■ What you are asked to do
Exact reproduction of the data is required, with images excluded.

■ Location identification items
****************************************

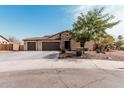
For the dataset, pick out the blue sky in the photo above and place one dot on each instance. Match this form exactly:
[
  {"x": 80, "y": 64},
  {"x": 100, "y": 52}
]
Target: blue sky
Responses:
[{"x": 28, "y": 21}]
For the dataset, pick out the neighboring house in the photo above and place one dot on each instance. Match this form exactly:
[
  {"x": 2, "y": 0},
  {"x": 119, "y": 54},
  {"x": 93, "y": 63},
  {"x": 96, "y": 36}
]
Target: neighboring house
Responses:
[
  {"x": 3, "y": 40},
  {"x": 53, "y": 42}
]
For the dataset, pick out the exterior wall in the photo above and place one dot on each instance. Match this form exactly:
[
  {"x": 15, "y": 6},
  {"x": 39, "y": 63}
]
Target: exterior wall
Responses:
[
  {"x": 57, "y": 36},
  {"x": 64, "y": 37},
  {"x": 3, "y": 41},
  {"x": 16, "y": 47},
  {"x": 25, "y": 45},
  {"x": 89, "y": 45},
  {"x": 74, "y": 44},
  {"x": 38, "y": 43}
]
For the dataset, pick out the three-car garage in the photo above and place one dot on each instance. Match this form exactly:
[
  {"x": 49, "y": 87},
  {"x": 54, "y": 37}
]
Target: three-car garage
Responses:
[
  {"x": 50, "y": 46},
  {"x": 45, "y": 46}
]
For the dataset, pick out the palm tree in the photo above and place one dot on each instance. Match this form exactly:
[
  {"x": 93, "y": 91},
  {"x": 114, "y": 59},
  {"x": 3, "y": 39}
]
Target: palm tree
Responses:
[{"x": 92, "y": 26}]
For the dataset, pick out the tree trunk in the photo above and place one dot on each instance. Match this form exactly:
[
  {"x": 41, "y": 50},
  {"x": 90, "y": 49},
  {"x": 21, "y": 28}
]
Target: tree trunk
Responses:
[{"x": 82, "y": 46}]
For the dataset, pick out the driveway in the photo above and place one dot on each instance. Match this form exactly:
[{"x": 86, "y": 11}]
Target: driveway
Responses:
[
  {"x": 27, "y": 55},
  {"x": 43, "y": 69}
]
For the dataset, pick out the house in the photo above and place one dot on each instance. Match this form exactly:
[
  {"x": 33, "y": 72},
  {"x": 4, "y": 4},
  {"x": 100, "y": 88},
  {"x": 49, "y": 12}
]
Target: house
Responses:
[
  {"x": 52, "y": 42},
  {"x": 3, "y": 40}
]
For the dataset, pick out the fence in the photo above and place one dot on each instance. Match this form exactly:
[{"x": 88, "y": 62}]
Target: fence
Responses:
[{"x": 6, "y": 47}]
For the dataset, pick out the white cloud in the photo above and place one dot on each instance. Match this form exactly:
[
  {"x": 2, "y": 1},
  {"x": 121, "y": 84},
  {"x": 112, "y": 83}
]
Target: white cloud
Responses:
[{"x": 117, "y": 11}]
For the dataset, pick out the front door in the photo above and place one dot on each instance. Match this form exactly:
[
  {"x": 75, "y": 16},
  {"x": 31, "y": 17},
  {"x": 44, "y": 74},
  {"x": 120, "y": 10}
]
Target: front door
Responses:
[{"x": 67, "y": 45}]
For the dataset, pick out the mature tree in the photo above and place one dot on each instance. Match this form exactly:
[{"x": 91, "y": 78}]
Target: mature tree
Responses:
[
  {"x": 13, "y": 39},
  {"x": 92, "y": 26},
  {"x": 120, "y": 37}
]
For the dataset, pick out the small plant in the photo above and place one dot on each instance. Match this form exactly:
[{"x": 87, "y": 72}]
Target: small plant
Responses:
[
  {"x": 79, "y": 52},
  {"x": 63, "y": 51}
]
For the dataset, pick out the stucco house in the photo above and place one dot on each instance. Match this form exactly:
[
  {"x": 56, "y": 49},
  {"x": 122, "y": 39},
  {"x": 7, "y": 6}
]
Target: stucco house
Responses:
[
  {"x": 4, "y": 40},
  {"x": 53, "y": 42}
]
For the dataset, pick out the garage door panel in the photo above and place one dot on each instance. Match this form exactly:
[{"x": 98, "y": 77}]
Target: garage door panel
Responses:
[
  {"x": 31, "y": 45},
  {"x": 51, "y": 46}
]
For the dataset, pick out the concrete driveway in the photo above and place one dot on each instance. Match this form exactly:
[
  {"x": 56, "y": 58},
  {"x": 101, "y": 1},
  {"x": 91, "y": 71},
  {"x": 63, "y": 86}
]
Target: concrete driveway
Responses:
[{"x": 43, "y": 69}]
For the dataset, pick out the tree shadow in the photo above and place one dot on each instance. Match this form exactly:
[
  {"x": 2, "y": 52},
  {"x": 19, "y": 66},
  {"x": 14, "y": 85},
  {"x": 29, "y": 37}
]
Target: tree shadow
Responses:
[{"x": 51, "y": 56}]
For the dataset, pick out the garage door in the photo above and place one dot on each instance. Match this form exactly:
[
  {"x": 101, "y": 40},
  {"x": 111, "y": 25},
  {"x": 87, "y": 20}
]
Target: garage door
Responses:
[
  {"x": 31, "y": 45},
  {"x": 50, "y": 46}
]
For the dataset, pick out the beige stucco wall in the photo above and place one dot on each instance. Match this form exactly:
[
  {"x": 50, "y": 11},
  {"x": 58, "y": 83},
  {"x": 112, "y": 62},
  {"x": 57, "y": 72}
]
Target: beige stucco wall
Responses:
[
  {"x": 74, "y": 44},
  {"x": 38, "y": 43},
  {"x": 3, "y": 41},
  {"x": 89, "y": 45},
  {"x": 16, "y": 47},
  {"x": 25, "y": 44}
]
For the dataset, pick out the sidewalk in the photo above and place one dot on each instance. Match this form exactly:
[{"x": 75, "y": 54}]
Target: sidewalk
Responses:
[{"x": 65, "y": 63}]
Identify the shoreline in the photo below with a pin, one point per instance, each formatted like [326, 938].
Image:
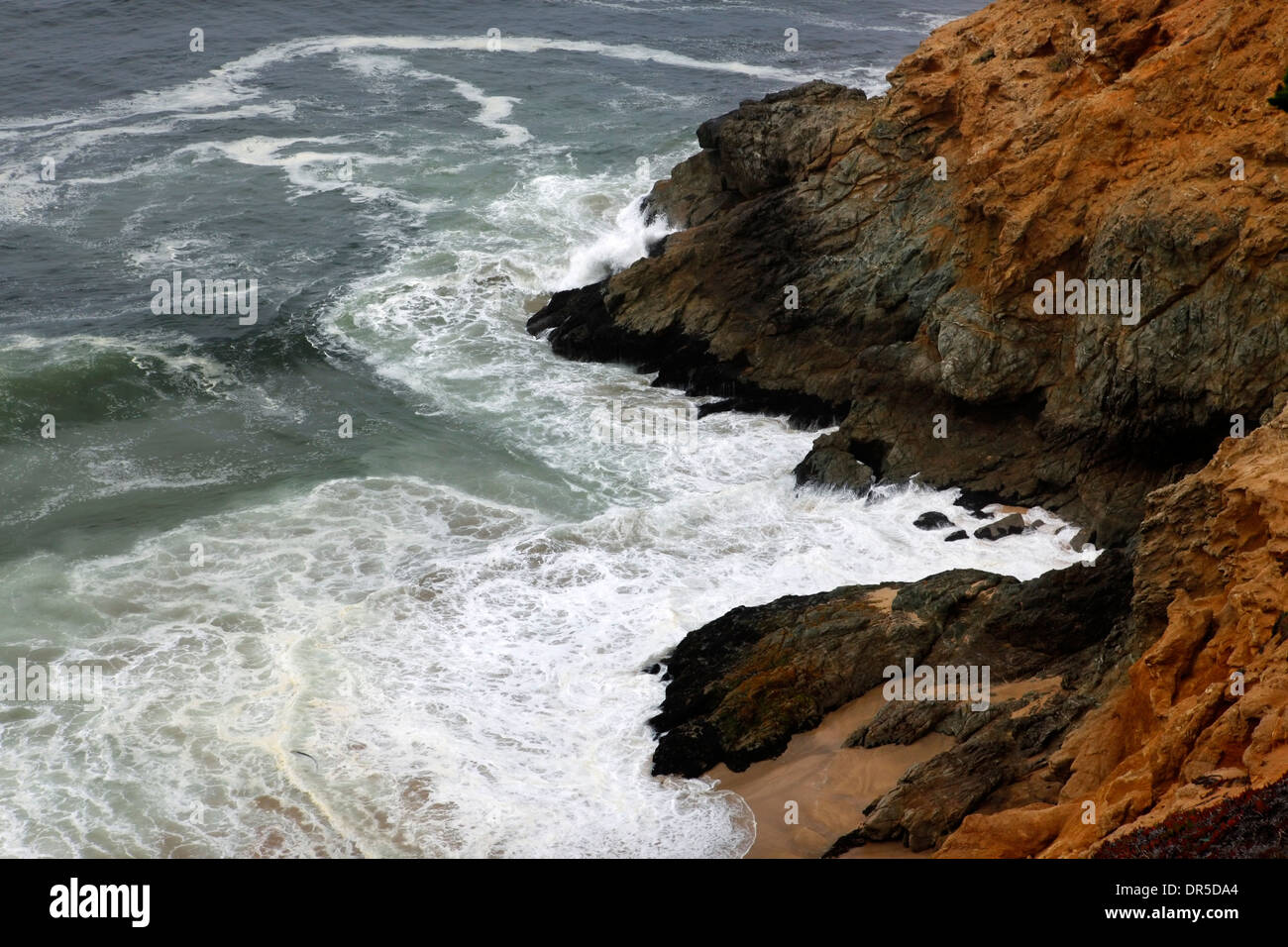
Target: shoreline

****************************************

■ Written response
For the dataset, pick out the blue sky in the photo above and place one dot on each instance. Match this form exactly:
[
  {"x": 80, "y": 64},
  {"x": 100, "y": 52}
]
Target: blue sky
Responses:
[{"x": 28, "y": 21}]
For the dataset, pick out the neighboring house in the photo above and place one dot on each instance. Match this form exactly:
[
  {"x": 2, "y": 0},
  {"x": 119, "y": 54},
  {"x": 93, "y": 63},
  {"x": 96, "y": 36}
]
Target: neighboring house
Responses:
[
  {"x": 3, "y": 40},
  {"x": 53, "y": 42}
]
For the dataset, pick out the exterior wall in the photo above and place one dot on each instance. Match this form exactly:
[
  {"x": 15, "y": 6},
  {"x": 39, "y": 63}
]
Target: exterior wall
Responses:
[
  {"x": 57, "y": 36},
  {"x": 64, "y": 37},
  {"x": 3, "y": 41},
  {"x": 16, "y": 47},
  {"x": 25, "y": 45},
  {"x": 89, "y": 45},
  {"x": 74, "y": 44},
  {"x": 38, "y": 43}
]
For the dataset, pick out the three-car garage in the photo above and place one dot on each instance. Match this form exactly:
[
  {"x": 49, "y": 87},
  {"x": 54, "y": 37}
]
Target: three-car garage
Responses:
[
  {"x": 50, "y": 46},
  {"x": 45, "y": 46}
]
For the dataset, pick out the palm tree in the photo above and place one dot on each instance. Match this form exactly:
[
  {"x": 93, "y": 91},
  {"x": 114, "y": 59},
  {"x": 3, "y": 39}
]
Target: palm tree
Responses:
[{"x": 92, "y": 26}]
For the dataset, pick out the tree trunk in the photo above and place one dot on each instance. Match this form exactly:
[
  {"x": 41, "y": 50},
  {"x": 90, "y": 49},
  {"x": 21, "y": 28}
]
Target: tree trunk
Responses:
[{"x": 82, "y": 46}]
For the dataset, pick out the driveway in the photo above and place one dot on each instance. Match this form exactly:
[{"x": 86, "y": 11}]
Target: driveway
Responses:
[
  {"x": 27, "y": 55},
  {"x": 43, "y": 69}
]
For the dataset, pick out the house in the photo above and place one dot on each instance. Match this form exactly:
[
  {"x": 33, "y": 72},
  {"x": 4, "y": 4},
  {"x": 100, "y": 88},
  {"x": 49, "y": 12}
]
Target: house
Responses:
[
  {"x": 52, "y": 42},
  {"x": 3, "y": 40}
]
For the dataset, pick out the fence in the photo above and place one dot on each instance. Match this form exactly:
[{"x": 88, "y": 62}]
Target: fence
Responses:
[{"x": 6, "y": 47}]
For the dataset, pick out the white cloud in the photo above and place one dot on each instance. Match this form exactly:
[
  {"x": 2, "y": 1},
  {"x": 121, "y": 84},
  {"x": 112, "y": 83}
]
Target: white cloud
Responses:
[{"x": 117, "y": 11}]
For the dataset, pick out the front door in the photo above and place one dot on each instance. Match this form exactly:
[
  {"x": 75, "y": 16},
  {"x": 31, "y": 17},
  {"x": 44, "y": 74},
  {"x": 120, "y": 10}
]
Target: front door
Responses:
[{"x": 67, "y": 45}]
For the dataset, pick out the mature tree in the photo above and place one dot on each instance. Match this form exactly:
[{"x": 91, "y": 78}]
Target: mature tree
Responses:
[
  {"x": 13, "y": 39},
  {"x": 92, "y": 26},
  {"x": 120, "y": 37}
]
For the dataset, pick out the small plant in the photo above and place one dot on each instance. Match this form exactly:
[{"x": 87, "y": 72}]
Target: small plant
Responses:
[
  {"x": 79, "y": 52},
  {"x": 63, "y": 51}
]
For the dataset, pick out the stucco house in the photo above and place one dot on each instance. Match this form exactly:
[
  {"x": 56, "y": 49},
  {"x": 122, "y": 39},
  {"x": 7, "y": 6}
]
Target: stucco house
Responses:
[
  {"x": 4, "y": 40},
  {"x": 53, "y": 42}
]
For the dataset, pick out the garage door panel in the photo above and place one dot on each instance. Match this form exactly:
[{"x": 98, "y": 77}]
Target: garage door panel
Responses:
[
  {"x": 31, "y": 45},
  {"x": 51, "y": 46}
]
For the dataset, pick out the concrete driveway in the photo above and place one dot on each instance. Match this form exactly:
[
  {"x": 56, "y": 58},
  {"x": 101, "y": 1},
  {"x": 91, "y": 71},
  {"x": 63, "y": 86}
]
Target: concrete driveway
Responses:
[{"x": 43, "y": 69}]
For the dataset, pick out the tree shadow in the photo above and place one dot on each instance. Match this form exactly:
[
  {"x": 2, "y": 52},
  {"x": 19, "y": 66},
  {"x": 14, "y": 85},
  {"x": 29, "y": 37}
]
Target: tree shadow
Responses:
[{"x": 51, "y": 56}]
For the dataset, pick out the garage door in the photo above and place one dot on each instance. Match this form exactly:
[
  {"x": 101, "y": 40},
  {"x": 111, "y": 25},
  {"x": 87, "y": 20}
]
Target: garage door
Responses:
[
  {"x": 31, "y": 45},
  {"x": 50, "y": 46}
]
For the dataset, pick out the beige stucco wall in the photo above and place one dot on each instance. Match this form exactly:
[
  {"x": 50, "y": 11},
  {"x": 58, "y": 83},
  {"x": 112, "y": 62},
  {"x": 57, "y": 72}
]
Target: beige stucco wall
Responses:
[
  {"x": 74, "y": 44},
  {"x": 38, "y": 43},
  {"x": 3, "y": 41},
  {"x": 89, "y": 45},
  {"x": 16, "y": 47},
  {"x": 25, "y": 44}
]
For the dataset, pick out the sidewalk in the photo above and place one dot on each instance. Match this form exactly:
[{"x": 75, "y": 54}]
Target: sidewalk
Responses:
[{"x": 65, "y": 63}]
Identify the shoreline in the photo below with a pin, one point per instance, each formatted like [326, 938].
Image:
Target: shoreline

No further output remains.